====== Текст для чтения

Культуры городов - [106]

Шрифт
Интервал

Удивительным образом истощение идеала общей судьбы лишь усилило привлекательность культуры. Впрочем, это уже не Культура, с большой буквы, а культура, которая, с одной стороны, шире, чем высокая культура музеев и социальных элит, а с другой – специфичнее, нежели предполагает старое определение культуры как общепринятых шаблонов мышления, видения и действия. В Америке общеупотребительным значением культуры является в первую очередь «этничность»: привычки и обычаи, прошедшие пространство и время, доработанные посредством взаимодействия с церковью и государством и утвердившиеся как средство установления различий и независимости. Кроме того, культура воспринимается как законный способ отвоевывания своей ниши в обществе. Поскольку профсоюзы и политические партии, по-видимому, оказались не способны к преодолению социальных разногласий, культура как «коллективный стиль жизни» оказалась значимым и зачастую сопряженным с конфликтами источником самовыражения. Как механизм выявления подразумеваемых ценностей, культура в то же время часто сводится до набора ходовых коммерческих образов. Орудие, товар, тематический парк развлечений, фетиш: культура – это то, что продается, это то, на что хотят смотреть. Такие толкования культуры являются общими как для интеллектуального брожения вокруг представлений о постмодернистском обществе, так и для ежедневных забот и тревог реальной жизни. Кроме того, они имеют непосредственное влияние на общественную культуру.

Освещение в СМИ ежегодных Гей-игр, которые проводились в Нью-Йорке летом 1994-го, в 25-ю годовщину Стоунволлского восстания[59], дает представление о наименьшем общем знаменателе сегодняшних представлений о культуре. Это не просто спортивные соревнования среди представителей определенной группы. По идее, игры должны являть собой пример солидарности и гордости сообщества гомосексуалистов, закаленного участием в политической борьбе и поредевшего в борьбе со СПИДом. В материалах СМИ, освещавших спортивную и культурную программу игр, гомосексуальность преподносится как принадлежность к некоему этносу со своими корнями и традициями. Она также преподносится как стиль жизни, со своими формами развлечения и потребительскими предпочтениями. Стиль жизни, в свою очередь, неизбежно связывается с маркетингом, поскольку постоянно муссируется тот факт, что большинство одиноких гомосексуалистов в США зарабатывают больше, чем средняя американская семья. Неудивительно, что Гей-игры привлекают крупнейших корпоративных спонсоров (производителей товаров широкого потребления), выпускают футболки и прочую памятную сувенирную продукцию и превозносятся за вклад в туристическую экономику города. Ведущие издания освещали игры скорее как событие культурной жизни, нежели спортивной или политической.

============

Задачи для решения:
1) Назовите все определения культуры, которые текст о культуре перечисляет перед двоеточием в предложении, начинающемся со слов «Орудие, товар».
2) Продолжите текст о культуре одним абзацем, начав сразу после его последнего предложения.
Дальше идёт самостоятельный материал, не связанный с текстом о культуре.

====== Исходные данные

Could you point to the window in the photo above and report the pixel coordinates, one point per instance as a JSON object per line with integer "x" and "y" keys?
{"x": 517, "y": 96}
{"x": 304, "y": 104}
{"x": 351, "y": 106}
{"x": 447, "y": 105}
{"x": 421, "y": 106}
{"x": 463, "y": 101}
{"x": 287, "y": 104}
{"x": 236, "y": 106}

============

Письменные ответы:
1) Орудие, товар, тематический парк развлечений, фетиш.

2)
Культура, вероятно, – это то, что у городов «получается» лучше всего. Но какая культура и какие города? Культуры городов, безусловно, включают в себя этничность, различные стили жизни и образы, если принять во внимание высокую концентрацию всевозможных меньшинств, доступность и разнообразие потребительских товаров и распространение стиля через СМИ. Города являются центрами культурной индустрии, где художники, дизайнеры, артисты производят и продают плоды своего творчества. Города также являются галереей визуальных образов, формирующих язык общественной культуры. Их ландшафт и язык улиц – это вызов одних и ответ других социальных групп, это поясняющие время символы. Города отождествляются с культурой еще и потому, что в них так отчетливо прослеживается созданное человеком ощущение места и навязанная человеку борьба с масштабом. Разве все это не предполагает, что культура на самом деле и есть общий язык? Что многослойные и расходящиеся культуры города создают единую всеобъемлющую идентичность – общественную культуру горожан?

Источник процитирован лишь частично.